[Data records Boundary: Start]

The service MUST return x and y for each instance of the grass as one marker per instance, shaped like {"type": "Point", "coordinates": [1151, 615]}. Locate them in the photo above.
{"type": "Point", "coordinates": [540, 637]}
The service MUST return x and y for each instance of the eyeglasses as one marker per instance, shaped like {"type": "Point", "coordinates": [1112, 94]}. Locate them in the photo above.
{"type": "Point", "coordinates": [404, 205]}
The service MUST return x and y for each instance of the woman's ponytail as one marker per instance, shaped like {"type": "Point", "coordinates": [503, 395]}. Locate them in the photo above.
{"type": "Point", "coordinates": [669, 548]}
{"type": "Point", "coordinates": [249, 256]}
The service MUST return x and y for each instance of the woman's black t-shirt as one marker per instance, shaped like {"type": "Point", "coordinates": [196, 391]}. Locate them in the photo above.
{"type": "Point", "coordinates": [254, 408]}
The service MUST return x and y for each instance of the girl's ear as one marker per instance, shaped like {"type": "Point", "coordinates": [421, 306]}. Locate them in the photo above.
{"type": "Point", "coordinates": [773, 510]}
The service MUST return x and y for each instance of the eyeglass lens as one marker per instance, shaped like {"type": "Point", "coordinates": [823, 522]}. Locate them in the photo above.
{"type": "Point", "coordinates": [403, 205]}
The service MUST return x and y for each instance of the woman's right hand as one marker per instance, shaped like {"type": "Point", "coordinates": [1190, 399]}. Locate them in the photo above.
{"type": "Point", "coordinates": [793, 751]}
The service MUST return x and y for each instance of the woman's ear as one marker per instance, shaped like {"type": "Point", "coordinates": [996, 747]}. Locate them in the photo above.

[Data records Boundary: End]

▶ Your instructions: Each record above should be given again exactly as it appears.

▶ Response:
The service MUST return x and y for each instance of the grass as one marker per instance, shaped like {"type": "Point", "coordinates": [1151, 615]}. Locate them in the photo above.
{"type": "Point", "coordinates": [540, 637]}
The service MUST return x and y for each instance of the eyeglasses as one marker per instance, shaped like {"type": "Point", "coordinates": [1112, 94]}. Locate them in the photo above.
{"type": "Point", "coordinates": [404, 205]}
The service MUST return x and y for each instance of the woman's ponytail as one marker per instance, shaped like {"type": "Point", "coordinates": [503, 395]}. Locate them in the photo above.
{"type": "Point", "coordinates": [669, 548]}
{"type": "Point", "coordinates": [249, 256]}
The service MUST return x and y for each instance of the woman's black t-shirt as one marker per instance, shaped like {"type": "Point", "coordinates": [196, 391]}. Locate them in the photo above.
{"type": "Point", "coordinates": [254, 408]}
The service MUST return x and y for each instance of the girl's ear as one marker per instance, shaped like {"type": "Point", "coordinates": [421, 306]}. Locate them in the photo above.
{"type": "Point", "coordinates": [773, 510]}
The service MUST return x and y for each instance of the eyeglass lens as one marker per instance, shaped like {"type": "Point", "coordinates": [823, 522]}. Locate them in the photo above.
{"type": "Point", "coordinates": [403, 205]}
The service MUST return x and y for each instance of the woman's right hand as one marker per instance, shaped like {"type": "Point", "coordinates": [1190, 399]}. Locate them in the photo above.
{"type": "Point", "coordinates": [793, 751]}
The service MUST return x and y for each instance of the woman's ear as one marker per instance, shaped like {"type": "Point", "coordinates": [996, 747]}. Locate them in the photo above.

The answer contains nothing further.